DATASET: Begin

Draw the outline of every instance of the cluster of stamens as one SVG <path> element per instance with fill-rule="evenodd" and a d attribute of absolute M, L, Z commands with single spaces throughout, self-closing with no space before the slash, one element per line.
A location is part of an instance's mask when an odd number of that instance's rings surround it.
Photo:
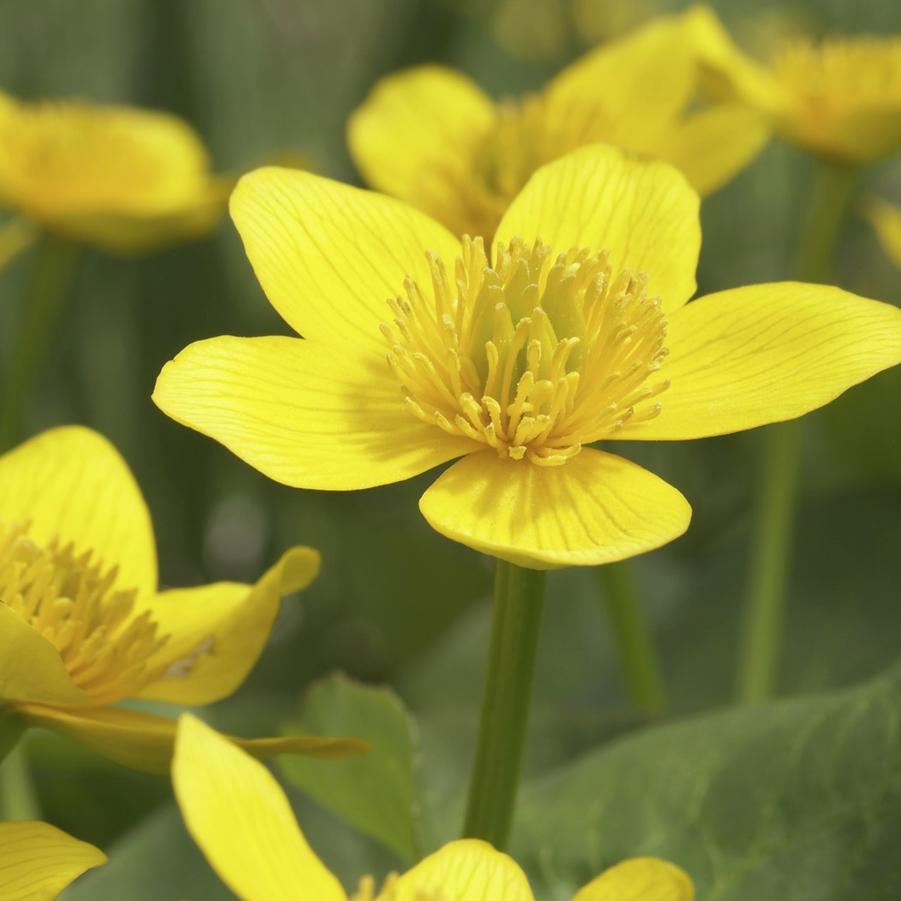
<path fill-rule="evenodd" d="M 797 41 L 774 61 L 779 80 L 818 107 L 854 109 L 901 100 L 901 39 Z"/>
<path fill-rule="evenodd" d="M 136 695 L 164 673 L 150 665 L 166 643 L 134 590 L 116 587 L 90 551 L 41 545 L 21 524 L 0 523 L 0 603 L 59 652 L 72 681 L 98 705 Z"/>
<path fill-rule="evenodd" d="M 489 265 L 463 240 L 451 279 L 428 255 L 426 293 L 412 279 L 389 301 L 388 360 L 410 411 L 501 457 L 556 466 L 627 422 L 651 419 L 666 318 L 647 278 L 614 273 L 605 252 L 554 255 L 540 241 L 500 244 Z"/>

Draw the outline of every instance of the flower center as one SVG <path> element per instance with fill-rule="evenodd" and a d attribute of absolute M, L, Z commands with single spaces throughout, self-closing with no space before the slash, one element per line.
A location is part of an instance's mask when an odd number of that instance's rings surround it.
<path fill-rule="evenodd" d="M 148 612 L 133 615 L 136 591 L 117 589 L 117 569 L 92 557 L 56 539 L 41 546 L 27 526 L 0 523 L 0 603 L 40 632 L 72 681 L 102 705 L 163 675 L 148 664 L 167 636 Z"/>
<path fill-rule="evenodd" d="M 407 278 L 382 324 L 410 411 L 501 457 L 556 466 L 626 422 L 651 419 L 668 382 L 666 317 L 647 278 L 604 251 L 463 239 L 451 280 L 429 253 L 431 297 Z"/>
<path fill-rule="evenodd" d="M 862 37 L 790 44 L 776 77 L 811 113 L 829 115 L 901 101 L 901 39 Z"/>

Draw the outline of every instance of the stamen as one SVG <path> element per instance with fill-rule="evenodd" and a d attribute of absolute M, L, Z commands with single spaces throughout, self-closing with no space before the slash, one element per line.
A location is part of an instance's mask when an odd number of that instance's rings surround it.
<path fill-rule="evenodd" d="M 0 522 L 0 603 L 59 652 L 72 681 L 97 705 L 134 697 L 169 674 L 153 658 L 168 641 L 137 592 L 117 587 L 118 571 L 72 544 L 34 541 L 28 525 Z M 198 648 L 186 668 L 206 648 Z"/>
<path fill-rule="evenodd" d="M 652 380 L 666 318 L 647 277 L 614 272 L 605 252 L 514 238 L 489 265 L 463 239 L 454 279 L 429 254 L 433 296 L 409 278 L 382 324 L 411 414 L 510 460 L 559 466 L 583 445 L 660 411 Z"/>

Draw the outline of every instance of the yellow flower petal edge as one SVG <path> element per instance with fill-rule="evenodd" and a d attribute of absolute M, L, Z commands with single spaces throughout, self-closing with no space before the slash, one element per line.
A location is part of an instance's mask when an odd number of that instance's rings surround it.
<path fill-rule="evenodd" d="M 750 285 L 679 310 L 667 346 L 661 412 L 624 438 L 703 438 L 815 410 L 901 363 L 901 309 L 824 285 Z"/>
<path fill-rule="evenodd" d="M 272 774 L 200 720 L 178 727 L 172 782 L 188 831 L 246 901 L 345 901 Z"/>
<path fill-rule="evenodd" d="M 449 842 L 390 883 L 387 901 L 422 898 L 490 898 L 491 901 L 532 901 L 526 874 L 506 854 L 488 842 Z"/>
<path fill-rule="evenodd" d="M 591 448 L 553 467 L 493 451 L 466 457 L 425 492 L 419 509 L 442 535 L 531 569 L 632 557 L 678 538 L 691 520 L 688 501 L 671 485 Z"/>
<path fill-rule="evenodd" d="M 56 648 L 3 603 L 0 603 L 0 698 L 7 703 L 65 706 L 82 706 L 91 701 L 70 678 Z"/>
<path fill-rule="evenodd" d="M 560 135 L 564 152 L 602 141 L 657 156 L 657 142 L 677 126 L 696 82 L 684 16 L 655 17 L 552 78 L 544 90 L 545 127 Z"/>
<path fill-rule="evenodd" d="M 636 857 L 605 870 L 573 901 L 694 901 L 694 886 L 679 867 Z"/>
<path fill-rule="evenodd" d="M 156 591 L 156 545 L 141 489 L 119 452 L 81 426 L 42 432 L 0 456 L 0 521 L 39 542 L 59 538 L 118 567 L 139 595 Z"/>
<path fill-rule="evenodd" d="M 141 697 L 178 704 L 211 704 L 227 697 L 259 659 L 282 595 L 306 588 L 319 572 L 319 554 L 286 552 L 255 585 L 219 582 L 159 594 L 149 608 L 169 636 L 150 667 L 162 668 Z"/>
<path fill-rule="evenodd" d="M 203 238 L 219 226 L 235 179 L 210 178 L 176 212 L 135 217 L 118 213 L 73 213 L 61 216 L 58 229 L 110 253 L 131 256 L 180 241 Z"/>
<path fill-rule="evenodd" d="M 163 368 L 153 401 L 298 488 L 388 484 L 478 449 L 410 414 L 384 354 L 358 360 L 297 338 L 192 344 Z"/>
<path fill-rule="evenodd" d="M 418 66 L 373 88 L 348 120 L 348 146 L 368 184 L 462 234 L 472 211 L 455 185 L 467 177 L 468 156 L 494 117 L 493 102 L 471 79 L 442 66 Z"/>
<path fill-rule="evenodd" d="M 901 207 L 871 198 L 864 211 L 885 255 L 901 269 Z"/>
<path fill-rule="evenodd" d="M 243 176 L 230 209 L 272 306 L 342 357 L 384 359 L 388 298 L 407 277 L 428 284 L 426 251 L 448 263 L 460 252 L 450 232 L 402 201 L 295 169 Z"/>
<path fill-rule="evenodd" d="M 175 720 L 118 707 L 69 708 L 23 704 L 18 712 L 33 726 L 52 729 L 123 766 L 165 773 L 172 762 Z M 329 759 L 368 750 L 355 738 L 291 735 L 274 738 L 228 737 L 254 757 L 306 754 Z"/>
<path fill-rule="evenodd" d="M 0 823 L 0 898 L 52 901 L 86 870 L 106 862 L 93 845 L 49 823 Z"/>
<path fill-rule="evenodd" d="M 604 250 L 614 272 L 646 273 L 649 296 L 671 312 L 695 292 L 699 207 L 697 193 L 672 166 L 595 144 L 532 176 L 504 214 L 495 247 L 538 237 L 558 253 Z"/>
<path fill-rule="evenodd" d="M 757 110 L 722 103 L 686 116 L 661 139 L 658 156 L 703 196 L 747 168 L 769 136 L 769 125 Z"/>

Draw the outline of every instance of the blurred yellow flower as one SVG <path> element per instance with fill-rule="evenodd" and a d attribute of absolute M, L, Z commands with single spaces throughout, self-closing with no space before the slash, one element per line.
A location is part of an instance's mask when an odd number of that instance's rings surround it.
<path fill-rule="evenodd" d="M 711 10 L 688 16 L 708 87 L 759 110 L 786 140 L 847 163 L 901 151 L 901 37 L 794 40 L 763 65 Z"/>
<path fill-rule="evenodd" d="M 0 457 L 0 704 L 127 766 L 165 771 L 175 723 L 111 705 L 208 704 L 263 650 L 282 594 L 319 555 L 284 554 L 256 585 L 158 591 L 150 516 L 124 460 L 88 429 L 44 432 Z M 330 754 L 354 743 L 247 742 Z"/>
<path fill-rule="evenodd" d="M 257 170 L 232 215 L 305 340 L 197 342 L 154 400 L 295 487 L 367 488 L 463 456 L 420 509 L 514 564 L 643 553 L 684 532 L 689 505 L 589 445 L 792 419 L 901 362 L 901 310 L 837 288 L 686 306 L 698 206 L 671 166 L 593 145 L 540 169 L 488 246 L 393 198 Z"/>
<path fill-rule="evenodd" d="M 181 717 L 172 765 L 188 831 L 223 882 L 245 901 L 348 901 L 307 844 L 269 771 L 190 715 Z M 450 842 L 376 890 L 360 880 L 351 901 L 531 901 L 525 873 L 474 839 Z M 691 880 L 655 858 L 602 873 L 573 901 L 692 901 Z"/>
<path fill-rule="evenodd" d="M 93 845 L 48 823 L 0 823 L 0 898 L 52 901 L 86 870 L 106 862 Z"/>
<path fill-rule="evenodd" d="M 168 113 L 0 93 L 0 208 L 49 231 L 122 252 L 199 237 L 232 184 Z"/>
<path fill-rule="evenodd" d="M 886 256 L 901 269 L 901 207 L 872 198 L 864 211 Z"/>
<path fill-rule="evenodd" d="M 698 106 L 693 33 L 689 15 L 655 19 L 540 93 L 501 103 L 452 69 L 390 75 L 350 119 L 351 153 L 377 190 L 486 239 L 537 168 L 599 141 L 669 161 L 708 193 L 757 155 L 768 129 L 739 102 Z"/>

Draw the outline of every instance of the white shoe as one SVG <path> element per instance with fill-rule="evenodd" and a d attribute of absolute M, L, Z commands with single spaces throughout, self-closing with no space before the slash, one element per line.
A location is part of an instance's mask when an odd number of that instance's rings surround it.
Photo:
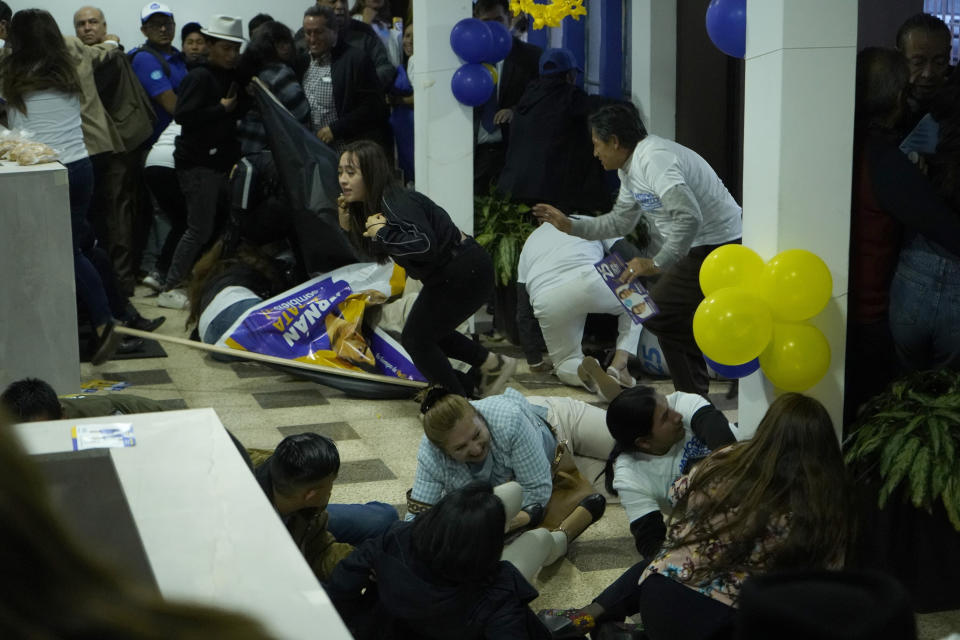
<path fill-rule="evenodd" d="M 156 271 L 151 271 L 149 274 L 147 274 L 141 283 L 144 286 L 150 287 L 157 293 L 163 291 L 163 277 Z"/>
<path fill-rule="evenodd" d="M 487 398 L 503 393 L 507 382 L 517 370 L 517 359 L 497 354 L 497 367 L 484 371 L 480 381 L 480 397 Z"/>
<path fill-rule="evenodd" d="M 190 300 L 183 289 L 171 289 L 157 296 L 157 306 L 164 309 L 186 309 L 190 306 Z"/>
<path fill-rule="evenodd" d="M 550 555 L 543 561 L 543 566 L 547 567 L 567 555 L 567 534 L 563 531 L 551 531 L 550 537 L 553 538 L 553 549 Z"/>
<path fill-rule="evenodd" d="M 624 389 L 632 389 L 637 385 L 637 380 L 630 375 L 630 372 L 627 371 L 627 368 L 623 369 L 614 369 L 613 367 L 607 367 L 607 374 L 620 383 L 620 386 Z"/>
<path fill-rule="evenodd" d="M 607 402 L 611 402 L 620 395 L 620 381 L 604 371 L 597 359 L 592 356 L 583 359 L 577 367 L 577 376 L 587 391 L 600 394 L 600 397 Z"/>

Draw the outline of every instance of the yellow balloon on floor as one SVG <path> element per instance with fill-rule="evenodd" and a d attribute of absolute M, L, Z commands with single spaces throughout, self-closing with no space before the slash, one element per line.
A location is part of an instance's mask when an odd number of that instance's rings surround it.
<path fill-rule="evenodd" d="M 749 286 L 763 271 L 763 258 L 742 244 L 725 244 L 710 252 L 700 267 L 703 295 L 726 287 Z"/>
<path fill-rule="evenodd" d="M 830 368 L 830 343 L 812 325 L 774 323 L 770 346 L 760 354 L 760 368 L 778 389 L 806 391 Z"/>
<path fill-rule="evenodd" d="M 833 295 L 826 263 L 805 249 L 789 249 L 767 262 L 757 279 L 757 292 L 781 322 L 799 322 L 817 315 Z"/>
<path fill-rule="evenodd" d="M 707 296 L 693 315 L 693 337 L 704 355 L 738 365 L 760 355 L 770 342 L 773 317 L 756 295 L 728 287 Z"/>
<path fill-rule="evenodd" d="M 487 71 L 490 73 L 490 77 L 493 78 L 493 84 L 497 84 L 497 68 L 489 62 L 484 62 L 483 66 L 486 67 Z"/>

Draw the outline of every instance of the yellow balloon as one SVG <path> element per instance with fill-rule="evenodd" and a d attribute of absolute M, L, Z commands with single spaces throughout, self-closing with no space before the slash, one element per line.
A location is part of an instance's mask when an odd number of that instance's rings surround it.
<path fill-rule="evenodd" d="M 493 78 L 493 84 L 497 84 L 497 68 L 489 62 L 484 62 L 483 66 L 490 72 L 490 77 Z"/>
<path fill-rule="evenodd" d="M 700 267 L 703 295 L 726 287 L 749 286 L 763 270 L 763 258 L 742 244 L 725 244 L 710 252 Z"/>
<path fill-rule="evenodd" d="M 780 322 L 800 322 L 817 315 L 833 295 L 826 263 L 805 249 L 789 249 L 767 262 L 757 292 Z"/>
<path fill-rule="evenodd" d="M 693 315 L 693 337 L 704 355 L 720 364 L 753 360 L 770 342 L 772 331 L 770 309 L 742 287 L 714 291 Z"/>
<path fill-rule="evenodd" d="M 776 322 L 773 339 L 760 354 L 767 379 L 784 391 L 806 391 L 830 368 L 830 343 L 809 324 Z"/>

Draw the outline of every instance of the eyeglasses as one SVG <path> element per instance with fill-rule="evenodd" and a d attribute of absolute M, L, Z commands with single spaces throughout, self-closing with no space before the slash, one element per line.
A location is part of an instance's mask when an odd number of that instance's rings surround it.
<path fill-rule="evenodd" d="M 171 18 L 158 18 L 156 20 L 150 18 L 143 23 L 143 26 L 147 29 L 166 29 L 169 31 L 173 29 L 174 24 L 175 23 Z"/>

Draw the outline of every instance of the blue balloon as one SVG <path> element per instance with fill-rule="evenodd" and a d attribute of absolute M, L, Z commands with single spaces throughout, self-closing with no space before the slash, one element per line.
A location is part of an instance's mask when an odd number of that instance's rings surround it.
<path fill-rule="evenodd" d="M 493 53 L 493 35 L 486 22 L 464 18 L 450 31 L 450 47 L 464 62 L 485 62 Z"/>
<path fill-rule="evenodd" d="M 717 49 L 742 58 L 747 52 L 747 0 L 711 0 L 707 34 Z"/>
<path fill-rule="evenodd" d="M 465 64 L 450 80 L 453 97 L 468 107 L 479 107 L 493 94 L 493 76 L 482 64 Z"/>
<path fill-rule="evenodd" d="M 490 29 L 490 35 L 493 36 L 493 42 L 490 48 L 490 57 L 484 62 L 500 62 L 507 57 L 510 49 L 513 48 L 513 36 L 501 22 L 488 22 L 487 27 Z"/>
<path fill-rule="evenodd" d="M 754 358 L 750 362 L 744 362 L 743 364 L 720 364 L 719 362 L 714 362 L 707 356 L 703 356 L 703 359 L 707 361 L 711 369 L 724 378 L 730 378 L 731 380 L 733 378 L 745 378 L 760 368 L 760 358 Z"/>

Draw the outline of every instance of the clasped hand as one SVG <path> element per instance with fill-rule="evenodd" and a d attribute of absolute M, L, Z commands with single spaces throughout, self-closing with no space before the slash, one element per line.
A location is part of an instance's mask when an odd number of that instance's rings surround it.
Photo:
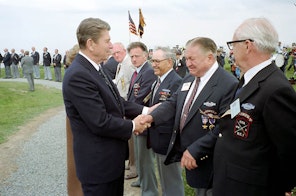
<path fill-rule="evenodd" d="M 151 127 L 152 117 L 150 115 L 141 114 L 134 119 L 135 130 L 134 133 L 139 135 L 143 133 L 146 129 Z"/>

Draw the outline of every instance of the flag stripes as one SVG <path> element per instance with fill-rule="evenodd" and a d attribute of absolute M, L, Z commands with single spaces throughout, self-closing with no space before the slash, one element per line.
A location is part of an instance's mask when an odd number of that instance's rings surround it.
<path fill-rule="evenodd" d="M 130 15 L 130 12 L 128 11 L 128 23 L 129 23 L 129 31 L 132 33 L 132 34 L 135 34 L 135 35 L 138 35 L 137 33 L 137 28 L 136 28 L 136 25 Z"/>

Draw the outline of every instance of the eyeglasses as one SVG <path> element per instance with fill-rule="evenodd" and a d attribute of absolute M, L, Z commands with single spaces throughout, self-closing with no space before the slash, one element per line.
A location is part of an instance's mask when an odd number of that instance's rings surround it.
<path fill-rule="evenodd" d="M 156 64 L 159 64 L 159 63 L 161 63 L 162 61 L 165 61 L 165 60 L 168 60 L 168 59 L 162 59 L 162 60 L 151 59 L 151 60 L 150 60 L 150 63 L 156 63 Z"/>
<path fill-rule="evenodd" d="M 245 41 L 254 42 L 254 40 L 252 40 L 252 39 L 241 39 L 241 40 L 235 40 L 235 41 L 230 41 L 230 42 L 226 42 L 226 43 L 227 43 L 229 50 L 233 50 L 234 43 L 245 42 Z"/>

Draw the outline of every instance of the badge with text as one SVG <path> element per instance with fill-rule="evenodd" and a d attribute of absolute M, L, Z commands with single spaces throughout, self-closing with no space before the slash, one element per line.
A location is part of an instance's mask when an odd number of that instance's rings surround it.
<path fill-rule="evenodd" d="M 234 118 L 238 113 L 240 113 L 240 102 L 239 98 L 230 104 L 231 119 Z"/>
<path fill-rule="evenodd" d="M 249 114 L 241 112 L 236 117 L 233 134 L 235 137 L 247 139 L 249 137 L 250 126 L 253 119 Z"/>
<path fill-rule="evenodd" d="M 190 88 L 191 82 L 186 82 L 182 85 L 181 91 L 188 91 Z"/>

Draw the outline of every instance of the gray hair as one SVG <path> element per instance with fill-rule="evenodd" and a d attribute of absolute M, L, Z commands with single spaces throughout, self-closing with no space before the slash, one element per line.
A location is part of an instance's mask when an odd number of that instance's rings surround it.
<path fill-rule="evenodd" d="M 169 47 L 162 47 L 162 46 L 157 46 L 155 47 L 154 51 L 156 50 L 161 50 L 163 52 L 163 56 L 166 59 L 176 59 L 175 53 L 169 48 Z"/>
<path fill-rule="evenodd" d="M 200 46 L 200 49 L 204 52 L 204 54 L 207 54 L 210 52 L 213 54 L 214 58 L 217 56 L 217 45 L 214 42 L 214 40 L 208 38 L 208 37 L 196 37 L 193 39 L 190 39 L 186 42 L 186 47 L 192 47 L 192 46 Z"/>
<path fill-rule="evenodd" d="M 110 31 L 110 25 L 99 18 L 86 18 L 78 26 L 76 31 L 79 47 L 84 49 L 86 41 L 92 39 L 96 42 L 103 31 Z"/>
<path fill-rule="evenodd" d="M 279 38 L 273 25 L 266 18 L 245 20 L 235 31 L 237 39 L 251 39 L 257 49 L 272 54 L 278 45 Z"/>

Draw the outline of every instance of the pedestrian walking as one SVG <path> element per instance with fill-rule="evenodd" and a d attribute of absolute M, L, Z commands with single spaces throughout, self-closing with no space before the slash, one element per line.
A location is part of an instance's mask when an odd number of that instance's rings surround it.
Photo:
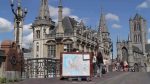
<path fill-rule="evenodd" d="M 117 71 L 120 71 L 120 63 L 117 62 Z"/>
<path fill-rule="evenodd" d="M 93 74 L 94 74 L 94 76 L 96 76 L 97 75 L 97 65 L 96 65 L 96 55 L 94 52 L 92 52 L 92 56 L 93 56 L 93 60 L 92 60 L 92 62 L 93 62 Z"/>
<path fill-rule="evenodd" d="M 128 63 L 127 63 L 127 61 L 124 61 L 124 71 L 128 71 Z"/>
<path fill-rule="evenodd" d="M 96 57 L 96 64 L 97 64 L 97 75 L 99 77 L 102 77 L 102 68 L 103 68 L 103 56 L 101 54 L 101 52 L 97 53 L 97 57 Z"/>
<path fill-rule="evenodd" d="M 121 71 L 124 70 L 124 63 L 123 63 L 123 61 L 120 62 L 120 68 L 121 68 Z"/>

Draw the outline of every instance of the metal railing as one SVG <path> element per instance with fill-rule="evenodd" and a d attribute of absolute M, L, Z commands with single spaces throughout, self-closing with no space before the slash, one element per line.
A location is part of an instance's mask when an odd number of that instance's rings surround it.
<path fill-rule="evenodd" d="M 60 75 L 60 61 L 51 58 L 27 59 L 23 78 L 52 78 Z"/>

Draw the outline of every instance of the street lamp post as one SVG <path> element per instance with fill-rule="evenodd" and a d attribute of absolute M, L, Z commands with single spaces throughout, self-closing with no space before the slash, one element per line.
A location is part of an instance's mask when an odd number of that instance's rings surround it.
<path fill-rule="evenodd" d="M 27 14 L 27 8 L 23 9 L 21 7 L 21 0 L 17 0 L 17 5 L 16 6 L 14 4 L 14 0 L 11 0 L 10 2 L 11 2 L 10 3 L 11 10 L 12 10 L 12 13 L 14 14 L 14 16 L 15 16 L 15 22 L 16 22 L 16 25 L 17 25 L 16 26 L 16 31 L 15 31 L 15 41 L 16 41 L 17 49 L 19 51 L 21 51 L 19 53 L 23 54 L 23 52 L 22 52 L 22 45 L 19 44 L 19 41 L 20 41 L 19 40 L 19 38 L 20 38 L 19 35 L 20 35 L 20 33 L 22 33 L 22 32 L 20 32 L 19 28 L 21 26 L 20 24 L 23 23 L 23 20 L 24 20 L 26 14 Z M 23 66 L 23 60 L 22 59 L 23 58 L 21 58 L 21 60 L 20 60 L 20 63 L 21 63 L 21 69 L 20 69 L 21 70 L 21 77 L 22 77 L 22 66 Z"/>
<path fill-rule="evenodd" d="M 16 6 L 16 9 L 14 8 L 15 4 L 14 4 L 14 0 L 11 0 L 11 10 L 15 16 L 15 20 L 16 20 L 16 25 L 17 25 L 17 30 L 16 30 L 16 44 L 17 47 L 20 48 L 20 44 L 19 44 L 19 24 L 23 21 L 23 19 L 25 18 L 26 14 L 27 14 L 27 8 L 22 9 L 21 7 L 21 1 L 18 0 L 18 5 Z"/>

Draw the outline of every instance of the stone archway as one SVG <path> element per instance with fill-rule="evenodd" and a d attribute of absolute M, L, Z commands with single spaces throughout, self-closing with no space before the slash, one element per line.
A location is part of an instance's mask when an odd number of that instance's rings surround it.
<path fill-rule="evenodd" d="M 122 61 L 128 62 L 128 50 L 126 47 L 122 48 Z"/>

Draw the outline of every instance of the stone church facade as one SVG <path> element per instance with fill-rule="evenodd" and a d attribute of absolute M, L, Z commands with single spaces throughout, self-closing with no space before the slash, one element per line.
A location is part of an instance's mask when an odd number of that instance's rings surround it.
<path fill-rule="evenodd" d="M 139 14 L 129 19 L 130 34 L 128 40 L 117 38 L 118 61 L 126 61 L 130 69 L 135 71 L 149 71 L 150 44 L 147 42 L 146 20 Z"/>
<path fill-rule="evenodd" d="M 51 10 L 50 10 L 51 11 Z M 58 24 L 51 19 L 48 0 L 41 0 L 38 17 L 32 24 L 34 58 L 60 59 L 61 52 L 98 51 L 110 61 L 111 39 L 105 15 L 101 13 L 98 31 L 84 25 L 83 21 L 64 16 L 61 0 L 58 6 Z"/>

DATASET: End

WORK INSTRUCTION>
Apply a filter to the listing above so that only lines with "stone" are kept, and copy those lines.

ANSWER SPACE>
Draw the outline of every instance of the stone archway as one SVG <path> element per instance with fill-rule="evenodd" and a d attribute of absolute M, L, Z commands with single spaces throughout, self-closing with no space before the slash, one element per line.
Draw the outline of every instance of the stone church facade as one SVG <path> element per instance with fill-rule="evenodd" and a d attribute of absolute M, L, Z commands with single spaces throughout, self-closing with no space before the slash, one element per line.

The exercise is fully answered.